When you reply, transcribe every line of the data below exactly.
□ □ □ □ □
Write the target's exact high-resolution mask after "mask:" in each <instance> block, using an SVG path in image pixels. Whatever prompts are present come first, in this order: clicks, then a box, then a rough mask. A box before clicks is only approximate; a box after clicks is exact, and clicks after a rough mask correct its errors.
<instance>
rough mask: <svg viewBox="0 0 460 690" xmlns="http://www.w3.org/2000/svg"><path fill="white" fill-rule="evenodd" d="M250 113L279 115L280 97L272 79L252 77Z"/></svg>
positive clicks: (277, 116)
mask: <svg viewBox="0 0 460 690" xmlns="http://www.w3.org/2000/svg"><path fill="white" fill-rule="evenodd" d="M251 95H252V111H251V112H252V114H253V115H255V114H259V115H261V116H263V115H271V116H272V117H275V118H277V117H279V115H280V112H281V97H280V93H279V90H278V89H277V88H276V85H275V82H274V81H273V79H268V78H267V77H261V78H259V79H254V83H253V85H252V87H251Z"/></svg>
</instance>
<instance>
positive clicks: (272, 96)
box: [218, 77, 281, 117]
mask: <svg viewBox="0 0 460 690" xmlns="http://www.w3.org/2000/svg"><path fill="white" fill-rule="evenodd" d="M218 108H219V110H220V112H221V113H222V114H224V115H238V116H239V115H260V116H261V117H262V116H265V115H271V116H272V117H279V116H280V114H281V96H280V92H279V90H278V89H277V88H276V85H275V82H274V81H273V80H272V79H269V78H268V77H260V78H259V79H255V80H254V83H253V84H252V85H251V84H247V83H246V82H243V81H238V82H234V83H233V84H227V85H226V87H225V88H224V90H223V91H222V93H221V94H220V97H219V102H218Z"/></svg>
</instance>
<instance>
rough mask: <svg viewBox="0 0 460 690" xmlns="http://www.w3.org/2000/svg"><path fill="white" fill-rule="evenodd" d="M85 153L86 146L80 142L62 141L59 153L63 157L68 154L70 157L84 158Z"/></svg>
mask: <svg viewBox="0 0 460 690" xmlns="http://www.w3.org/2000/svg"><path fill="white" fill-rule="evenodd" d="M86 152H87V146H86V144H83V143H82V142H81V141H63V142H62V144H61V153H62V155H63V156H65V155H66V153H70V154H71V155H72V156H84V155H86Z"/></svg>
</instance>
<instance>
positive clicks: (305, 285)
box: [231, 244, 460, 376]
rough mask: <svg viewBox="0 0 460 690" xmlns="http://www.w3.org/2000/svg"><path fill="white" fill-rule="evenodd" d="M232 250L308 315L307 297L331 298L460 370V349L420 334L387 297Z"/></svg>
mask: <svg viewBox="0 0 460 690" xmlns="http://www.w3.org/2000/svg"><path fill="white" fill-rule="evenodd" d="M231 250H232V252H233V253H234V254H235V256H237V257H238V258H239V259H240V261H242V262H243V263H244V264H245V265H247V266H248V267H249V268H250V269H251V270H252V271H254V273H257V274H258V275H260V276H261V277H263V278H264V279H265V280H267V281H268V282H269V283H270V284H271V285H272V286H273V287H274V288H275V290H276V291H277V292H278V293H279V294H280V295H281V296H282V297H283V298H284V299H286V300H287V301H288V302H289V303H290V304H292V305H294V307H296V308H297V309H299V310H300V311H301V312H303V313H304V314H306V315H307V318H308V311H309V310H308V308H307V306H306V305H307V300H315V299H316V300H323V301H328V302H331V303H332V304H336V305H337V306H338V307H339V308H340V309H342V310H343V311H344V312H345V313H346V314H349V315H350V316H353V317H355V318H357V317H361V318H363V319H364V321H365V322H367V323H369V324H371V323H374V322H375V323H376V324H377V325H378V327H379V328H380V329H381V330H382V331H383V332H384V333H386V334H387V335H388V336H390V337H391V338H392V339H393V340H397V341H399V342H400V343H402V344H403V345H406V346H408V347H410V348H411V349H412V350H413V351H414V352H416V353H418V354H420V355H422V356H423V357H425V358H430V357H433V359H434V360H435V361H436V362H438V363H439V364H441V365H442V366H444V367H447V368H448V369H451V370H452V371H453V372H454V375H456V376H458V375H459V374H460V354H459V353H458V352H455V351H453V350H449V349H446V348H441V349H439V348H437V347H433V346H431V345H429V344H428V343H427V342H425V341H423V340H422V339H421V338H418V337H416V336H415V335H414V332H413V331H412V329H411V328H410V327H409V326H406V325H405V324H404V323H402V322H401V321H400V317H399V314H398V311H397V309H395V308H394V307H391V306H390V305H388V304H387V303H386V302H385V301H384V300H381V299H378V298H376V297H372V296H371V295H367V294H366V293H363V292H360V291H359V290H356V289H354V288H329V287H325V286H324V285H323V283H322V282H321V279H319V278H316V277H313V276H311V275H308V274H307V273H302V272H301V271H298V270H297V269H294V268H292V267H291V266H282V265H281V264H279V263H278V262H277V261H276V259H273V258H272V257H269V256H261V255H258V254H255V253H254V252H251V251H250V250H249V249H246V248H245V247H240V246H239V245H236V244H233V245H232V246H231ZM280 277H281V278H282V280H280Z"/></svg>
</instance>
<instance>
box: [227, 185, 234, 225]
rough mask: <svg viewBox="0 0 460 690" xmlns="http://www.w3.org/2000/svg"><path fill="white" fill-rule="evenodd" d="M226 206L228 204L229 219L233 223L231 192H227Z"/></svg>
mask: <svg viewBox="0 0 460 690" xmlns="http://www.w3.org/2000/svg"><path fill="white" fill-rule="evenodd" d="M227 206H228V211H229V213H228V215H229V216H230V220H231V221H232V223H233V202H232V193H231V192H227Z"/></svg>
□ □ □ □ □
> **Answer space**
Write the target's exact high-resolution mask after "mask:" in each <instance> block, using an SVG path in image pixels. Whatever prompts are present come first, in this order: clicks, then a box, then a rough mask. A box before clicks is only approximate; a box after clicks is exact, and clicks after a rough mask correct its errors.
<instance>
rough mask: <svg viewBox="0 0 460 690" xmlns="http://www.w3.org/2000/svg"><path fill="white" fill-rule="evenodd" d="M250 113L279 115L280 97L272 79L252 77Z"/></svg>
positive clicks: (277, 116)
mask: <svg viewBox="0 0 460 690" xmlns="http://www.w3.org/2000/svg"><path fill="white" fill-rule="evenodd" d="M251 95H252V111H251V112H252V114H253V115H255V114H259V115H261V116H263V115H271V116H272V117H275V118H277V117H279V115H280V112H281V97H280V93H279V90H278V89H277V88H276V85H275V82H274V81H273V79H268V78H267V77H261V78H259V79H254V83H253V85H252V87H251Z"/></svg>
</instance>
<instance>
positive clicks: (272, 96)
box: [218, 77, 281, 117]
mask: <svg viewBox="0 0 460 690" xmlns="http://www.w3.org/2000/svg"><path fill="white" fill-rule="evenodd" d="M218 108H219V110H220V112H221V113H222V114H224V115H238V116H239V115H260V116H261V117H262V116H265V115H271V116H272V117H279V116H280V114H281V96H280V92H279V90H278V89H277V88H276V85H275V82H274V81H273V80H272V79H269V78H268V77H260V78H259V79H255V80H254V83H253V84H252V85H251V84H247V83H246V82H243V81H238V82H234V83H233V84H227V85H226V87H225V88H224V90H223V91H222V93H221V94H220V97H219V102H218Z"/></svg>
</instance>
<instance>
rough mask: <svg viewBox="0 0 460 690" xmlns="http://www.w3.org/2000/svg"><path fill="white" fill-rule="evenodd" d="M85 153L86 146L80 142L62 141L59 153L63 157L68 154L70 157L84 158Z"/></svg>
mask: <svg viewBox="0 0 460 690" xmlns="http://www.w3.org/2000/svg"><path fill="white" fill-rule="evenodd" d="M86 152H87V146H86V144H83V143H82V142H81V141H63V142H62V144H61V153H62V155H63V156H65V155H66V153H70V154H71V155H72V156H84V155H86Z"/></svg>
</instance>
<instance>
positive clicks: (305, 285)
box: [231, 244, 460, 376]
rough mask: <svg viewBox="0 0 460 690" xmlns="http://www.w3.org/2000/svg"><path fill="white" fill-rule="evenodd" d="M232 250L308 315L307 297L331 298L460 370V349L420 334L387 297Z"/></svg>
mask: <svg viewBox="0 0 460 690" xmlns="http://www.w3.org/2000/svg"><path fill="white" fill-rule="evenodd" d="M231 250H232V252H233V253H234V254H235V256H237V257H238V258H239V259H240V261H242V262H243V263H244V264H245V265H247V266H248V267H249V268H250V269H251V270H252V271H254V273H257V274H258V275H260V276H261V277H263V278H264V279H265V280H267V281H268V282H269V283H270V284H271V285H272V286H273V287H274V288H275V290H276V291H277V292H278V293H279V294H280V295H281V296H282V297H283V298H284V299H286V300H287V301H288V302H289V303H290V304H292V305H294V307H296V308H297V309H299V310H300V311H301V312H303V313H304V314H306V315H307V318H308V311H309V310H308V308H307V306H306V305H307V300H315V299H316V300H323V301H328V302H331V303H332V304H336V305H337V306H338V307H339V308H340V309H342V310H343V311H344V312H345V313H346V314H349V315H350V316H353V317H355V318H357V317H361V318H363V319H364V321H365V322H367V323H369V324H371V323H374V322H375V323H376V324H377V325H378V327H379V328H380V329H381V330H382V331H383V332H384V333H386V334H387V335H388V336H390V337H391V338H392V339H393V340H397V341H399V342H400V343H402V344H403V345H406V346H408V347H410V348H411V349H412V350H413V351H414V352H416V353H418V354H420V355H422V356H423V357H425V358H430V357H433V359H434V360H435V361H436V362H438V363H439V364H441V365H442V366H444V367H447V368H448V369H451V370H452V371H453V372H454V375H456V376H458V375H459V374H460V354H459V353H458V352H455V351H453V350H449V349H446V348H441V349H439V348H437V347H433V346H431V345H429V344H428V343H427V342H425V341H423V340H422V339H421V338H418V337H416V336H415V335H414V332H413V331H412V329H411V328H410V327H409V326H406V325H405V324H404V323H402V322H401V321H400V317H399V314H398V311H397V309H395V308H394V307H391V306H390V305H388V304H387V303H386V302H385V301H384V300H381V299H378V298H376V297H372V296H371V295H367V294H366V293H363V292H360V291H359V290H356V289H354V288H329V287H325V286H324V285H323V283H322V282H321V279H319V278H316V277H313V276H311V275H308V274H307V273H302V272H301V271H298V270H297V269H294V268H292V267H291V266H282V265H281V264H279V263H278V262H277V261H276V259H273V258H272V257H269V256H261V255H258V254H255V253H254V252H251V251H250V250H249V249H246V248H245V247H240V246H239V245H236V244H233V245H232V246H231ZM280 277H281V278H282V280H280Z"/></svg>
</instance>
<instance>
box: [227, 185, 234, 225]
rough mask: <svg viewBox="0 0 460 690" xmlns="http://www.w3.org/2000/svg"><path fill="white" fill-rule="evenodd" d="M226 206L228 204L229 219L233 223L231 192H227Z"/></svg>
mask: <svg viewBox="0 0 460 690" xmlns="http://www.w3.org/2000/svg"><path fill="white" fill-rule="evenodd" d="M227 206H228V211H229V213H228V215H229V216H230V220H231V221H232V223H233V202H232V193H231V192H227Z"/></svg>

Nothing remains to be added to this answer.